Given data »
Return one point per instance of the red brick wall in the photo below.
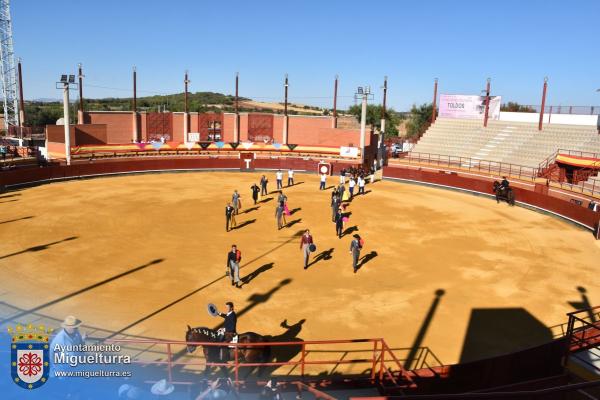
(80, 134)
(119, 125)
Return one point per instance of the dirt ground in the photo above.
(143, 255)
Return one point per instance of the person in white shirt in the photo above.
(323, 181)
(351, 185)
(361, 185)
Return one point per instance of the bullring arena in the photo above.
(119, 220)
(444, 270)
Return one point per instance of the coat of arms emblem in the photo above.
(29, 355)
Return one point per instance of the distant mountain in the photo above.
(44, 100)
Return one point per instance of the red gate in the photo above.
(260, 127)
(210, 127)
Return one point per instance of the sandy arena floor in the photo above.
(143, 255)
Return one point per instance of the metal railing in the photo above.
(588, 188)
(473, 164)
(583, 329)
(381, 362)
(560, 109)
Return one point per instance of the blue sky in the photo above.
(516, 43)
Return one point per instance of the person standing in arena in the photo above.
(323, 182)
(305, 243)
(255, 191)
(355, 248)
(263, 186)
(229, 217)
(236, 202)
(361, 184)
(335, 204)
(233, 264)
(279, 214)
(351, 184)
(279, 179)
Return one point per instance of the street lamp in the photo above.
(66, 82)
(364, 93)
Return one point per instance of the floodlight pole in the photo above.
(543, 104)
(487, 103)
(236, 128)
(285, 116)
(434, 100)
(21, 101)
(66, 122)
(383, 108)
(335, 103)
(186, 115)
(80, 119)
(363, 125)
(135, 114)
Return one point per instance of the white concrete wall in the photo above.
(568, 119)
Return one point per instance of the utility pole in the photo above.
(363, 93)
(135, 113)
(434, 100)
(285, 116)
(80, 119)
(186, 116)
(335, 102)
(21, 98)
(8, 72)
(543, 104)
(383, 108)
(236, 128)
(487, 103)
(65, 82)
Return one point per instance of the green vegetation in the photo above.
(419, 120)
(392, 118)
(47, 113)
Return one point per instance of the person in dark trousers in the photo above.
(230, 323)
(323, 182)
(279, 179)
(229, 217)
(305, 243)
(335, 206)
(233, 264)
(230, 326)
(263, 186)
(341, 190)
(255, 191)
(236, 202)
(355, 247)
(339, 223)
(279, 215)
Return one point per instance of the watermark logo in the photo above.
(29, 355)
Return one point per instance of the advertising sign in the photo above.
(468, 107)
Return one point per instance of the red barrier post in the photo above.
(302, 360)
(170, 364)
(374, 361)
(236, 366)
(382, 365)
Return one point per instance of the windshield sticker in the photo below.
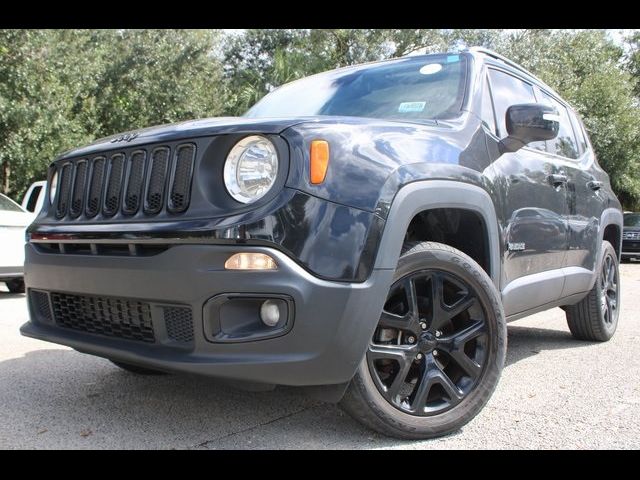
(407, 107)
(430, 69)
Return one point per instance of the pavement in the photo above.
(555, 392)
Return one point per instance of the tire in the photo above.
(434, 359)
(136, 369)
(595, 317)
(16, 285)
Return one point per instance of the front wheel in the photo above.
(16, 285)
(438, 350)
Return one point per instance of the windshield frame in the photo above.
(467, 73)
(4, 198)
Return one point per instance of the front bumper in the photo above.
(11, 272)
(332, 321)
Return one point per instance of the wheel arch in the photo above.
(611, 225)
(419, 196)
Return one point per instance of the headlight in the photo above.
(54, 187)
(251, 169)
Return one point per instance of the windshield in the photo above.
(413, 88)
(7, 205)
(632, 220)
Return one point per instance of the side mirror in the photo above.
(529, 122)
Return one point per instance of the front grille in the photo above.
(151, 179)
(40, 305)
(113, 317)
(134, 183)
(78, 189)
(155, 190)
(95, 191)
(114, 185)
(181, 184)
(179, 323)
(64, 188)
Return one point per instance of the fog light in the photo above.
(270, 313)
(250, 261)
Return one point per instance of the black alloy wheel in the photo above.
(437, 349)
(430, 346)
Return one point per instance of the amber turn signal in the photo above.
(319, 160)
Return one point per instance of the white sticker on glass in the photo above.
(406, 107)
(430, 69)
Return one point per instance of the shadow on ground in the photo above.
(524, 342)
(84, 401)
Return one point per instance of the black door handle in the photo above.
(557, 179)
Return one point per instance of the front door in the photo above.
(532, 188)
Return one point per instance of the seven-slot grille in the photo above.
(145, 179)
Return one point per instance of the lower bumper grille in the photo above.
(113, 317)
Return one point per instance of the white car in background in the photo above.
(13, 222)
(34, 198)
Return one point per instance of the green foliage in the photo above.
(63, 88)
(585, 67)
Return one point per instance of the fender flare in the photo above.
(422, 195)
(609, 216)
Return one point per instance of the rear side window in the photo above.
(33, 199)
(565, 143)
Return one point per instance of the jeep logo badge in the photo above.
(125, 138)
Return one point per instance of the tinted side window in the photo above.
(486, 113)
(507, 91)
(33, 199)
(565, 143)
(577, 129)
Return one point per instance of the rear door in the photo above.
(532, 189)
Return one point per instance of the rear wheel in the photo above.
(136, 369)
(595, 317)
(16, 285)
(437, 353)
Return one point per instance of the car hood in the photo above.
(188, 129)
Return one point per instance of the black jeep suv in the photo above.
(365, 233)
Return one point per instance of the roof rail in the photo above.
(511, 63)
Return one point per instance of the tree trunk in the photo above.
(6, 173)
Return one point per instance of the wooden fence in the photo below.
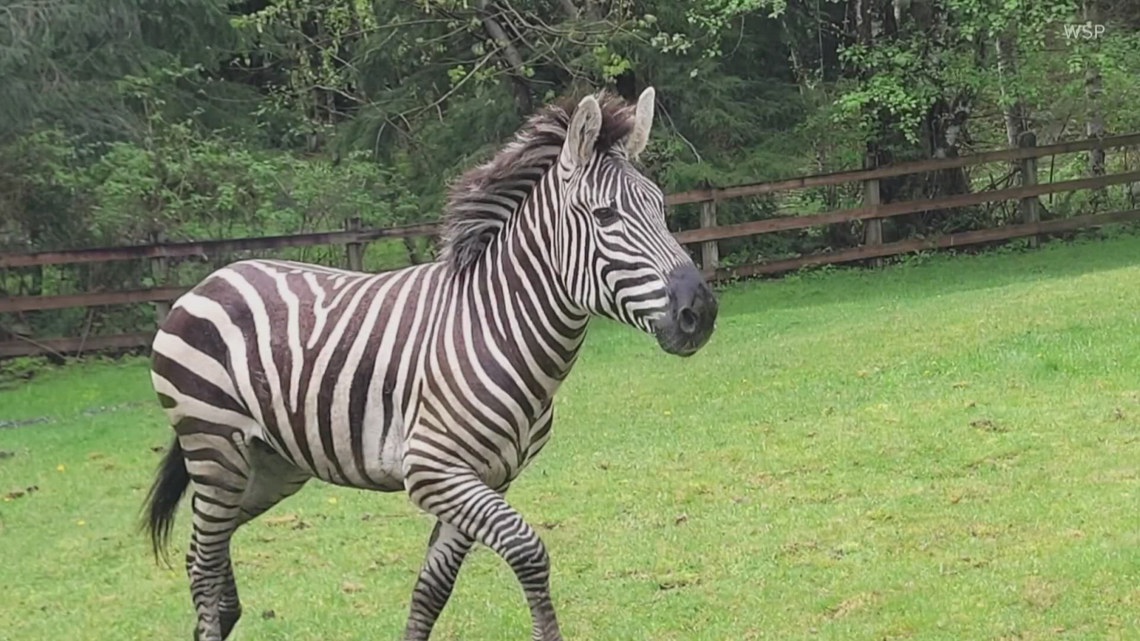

Task to complete »
Where images occur in the data above, leave them out and repeat everything else exactly.

Answer space »
Return one point per instance of the red brick wall in the photo below.
(80, 134)
(119, 125)
Return one point per instance of the dirt ground in the photo above.
(143, 255)
Return one point per instance of the person in white shirt in the photo above.
(323, 181)
(351, 185)
(361, 185)
Return one point per instance of the bullring arena in the photo above.
(119, 220)
(444, 270)
Return one point per instance of the coat of arms emblem in the photo above.
(29, 355)
Return one point per instance of the distant mountain in the photo above.
(44, 100)
Return one point per instance of the red gate in the photo above.
(260, 127)
(210, 127)
Return one point per instance of the sandy arena floor in the photo above.
(143, 255)
Return one point per instance of the metal railing in the photo above.
(588, 188)
(473, 164)
(583, 329)
(381, 362)
(560, 109)
Return one point per instance of the blue sky in the photo above.
(516, 43)
Return one point per instance of the person standing in arena in the photo above.
(323, 182)
(305, 243)
(255, 191)
(355, 248)
(263, 186)
(229, 217)
(236, 202)
(361, 184)
(335, 204)
(233, 264)
(279, 214)
(351, 184)
(279, 179)
Return one point per instance of the street lamp in the photo above.
(66, 82)
(364, 93)
Return one point per instance of the floodlight pole in the photo above.
(543, 104)
(487, 103)
(236, 128)
(285, 116)
(434, 100)
(21, 101)
(66, 122)
(383, 108)
(335, 103)
(186, 115)
(80, 119)
(363, 125)
(135, 114)
Return one point per instance of the white concrete wall in the photo above.
(568, 119)
Return one point per instance of the utility pole in the photo above.
(363, 93)
(135, 113)
(434, 100)
(285, 116)
(80, 119)
(186, 116)
(335, 102)
(21, 98)
(8, 72)
(543, 104)
(383, 108)
(236, 128)
(487, 103)
(65, 82)
Return one point per instance of the green vegetation in the photo above.
(419, 120)
(392, 118)
(47, 113)
Return one point per instance of the person in dark trousers in the photo above.
(230, 323)
(323, 182)
(279, 179)
(229, 217)
(305, 243)
(335, 206)
(233, 264)
(230, 326)
(263, 186)
(341, 190)
(255, 191)
(236, 202)
(355, 247)
(339, 223)
(279, 215)
Return one point per instance of the watermark logo in the photo above.
(29, 355)
Return one point per instance of the advertising sign in the photo above.
(468, 107)
Return one point per instance of the red barrier post in the photo above.
(302, 360)
(170, 364)
(374, 361)
(236, 366)
(382, 365)
Return one point per instance of the windshield sticker in the photo below.
(407, 107)
(430, 69)
Return one point per instance of the pavement in the photo above.
(555, 392)
Return one point per instance of the tire in the photo above.
(434, 359)
(136, 369)
(595, 317)
(16, 285)
Return one point per instance of the front wheel in the photo above.
(16, 285)
(438, 350)
Return one point per instance of the windshield frame in the photo above.
(467, 73)
(4, 198)
Return one point per instance of the front bumper in the photo above.
(11, 272)
(332, 321)
Return one point per instance of the wheel arch in the photo above.
(611, 225)
(419, 196)
Return one point per instance of the headlight in the photo above.
(54, 187)
(251, 169)
Return one point per instance of the windshield in the photo above.
(413, 88)
(7, 205)
(632, 220)
Return one point per instance of the side mirror in the photo above.
(529, 122)
Return one point per instance of the front grille in the photo above.
(151, 179)
(40, 305)
(113, 317)
(134, 183)
(78, 189)
(155, 190)
(95, 191)
(114, 185)
(181, 184)
(179, 323)
(64, 188)
Return one point per instance of the fog light in the photo above.
(270, 313)
(250, 261)
Return one point per instance of the black alloy wheel in the photo above.
(437, 349)
(430, 346)
Return one point per instance of the amber turn signal in the photo above.
(319, 160)
Return one point per instance of the white sticker on glass in the photo above.
(406, 107)
(430, 69)
Return one point per instance of the shadow on ground in the photo above.
(524, 342)
(84, 401)
Return one point per instance of the black door handle in the photo above.
(557, 179)
Return one point per instance of the front door in the photo above.
(532, 188)
Return one point per instance of the seven-slot grille in the photo above.
(145, 179)
Return one point per instance of the lower bumper grille in the photo above.
(113, 317)
Return one point per instance of the white car in background in the photo above.
(13, 222)
(34, 198)
Return one point per instance of the green foliage in the photo above.
(63, 88)
(585, 67)
Return one point per instance of the fender flare in the photo above.
(422, 195)
(609, 216)
Return one point per instance of the rear side window in the photo above.
(33, 199)
(565, 143)
Return one point per instance of the jeep logo badge in the photo above.
(125, 138)
Return one point per instance of the tinted side window in the photo above.
(486, 113)
(507, 91)
(33, 199)
(565, 143)
(577, 129)
Return one point per instance of the rear door in the photo above.
(532, 189)
Return one point per instance of the rear wheel in the photo above.
(136, 369)
(595, 317)
(16, 285)
(437, 353)
Return one point per instance of the car hood in the photo above.
(188, 129)
Return one point per instance of the black jeep suv in the photo above.
(365, 233)
Return one point per instance of the roof rail in the photo above.
(511, 63)
Return one point per instance of the tree trunk in the photo above.
(6, 173)
Return one point per instance of the wooden fence in the photo below.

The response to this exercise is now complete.